Any database be it a transactional or a data warehouse will always have records that need to be deleted, either to clean up the complete table or specifically to delete a few records.
The Snowflake Data Cloud, like other databases, has SQL commands to delete specific records or complete tables. In addition, the deleted records can also be recovered quickly using the Time Travel feature.
The syntax of deleting records in Snowflake is very similar to ANSI SQL, however, delete commands in Snowflake can be combined with other features thereby providing greater control for the developers.
In this blog, we’ll look at the various ways to delete records and also to recover them in Snowflake. This post will summarize the different options for deleting records in Snowflake including:
- Delete Records Using Subqueries
- Delete Data Using Filters
- Delete Records Using Correlated Subquery
- How to Delete Duplicate Records
- Delete Semi-Structured/Variant Data Type Data
- Comparison of In-Clause/Using-Clause/Exist-clause Delete types
- Delete Records as a Transaction
- Soft Deletes
Why Delete Records in a Data Warehouse
There are several reasons why an organization would need to delete records in a data warehouse. One of the basic use cases is the regular ETL job to delete and reload historical data to insert new incremental data or completely wipe out older data to insert new data. But there are specific business use cases where an organization will need to delete records in a data warehouse.
One of the major use cases is compliance. Any organization might have to delete very old historical records and retain only the last few years of data to satisfy compliance requirements. Some organizations will have a scheduled process that will scan historical data on a regular basis and delete those records over a specific threshold.
In a more specific use case, EU GDPR allows any individual to force an organization to delete personal records under the “Right to be forgotten/Right to erasure”. If an organization receives such a request, they need to comply by deleting any or all records of specific individuals from all databases.
How to Delete Records in Snowflake
First, let’s delete some records in Snowflake! For this blog, let’s consider Snowflake’s sample data SNOWFLAKE_SAMPLE_DATA.TPCH_SF100.CUSTOMER. This is cloned into a new schema with the same name CUSTOMER with the following columns:
Sample data in this table will look like this:
The basic syntax to delete records from Snowflake is below:
Delete from
E.g. delete from customer;
Truncate table
E.g. truncate table customer;
Both these commands will completely wipe out all the records in the table. Even though they are used for the same purpose, there is a slight difference. While Delete and Truncate maintain the deleted data (micro partitions) for recovery purposes (using Time Travel), Truncate removes load metadata as well.

[Excerpts from point annotation data]

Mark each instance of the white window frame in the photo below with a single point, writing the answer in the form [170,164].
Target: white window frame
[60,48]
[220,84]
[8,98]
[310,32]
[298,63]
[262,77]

WHAT IS BEING ASKED: Could you rewrite the passage of the Snowflake delete article from "The Snowflake Data" to "for the developers.", substituting "Fail-safe" for "Time Travel"? You won't need the records for this.

WRITTEN RESPONSE:
The Snowflake Data Cloud, like other databases, has SQL commands to delete specific records or complete tables. In addition, the deleted records can also be recovered quickly using the Fail-safe feature.
The syntax of deleting records in Snowflake is very similar to ANSI SQL, however, delete commands in Snowflake can be combined with other features thereby providing greater control for the developers.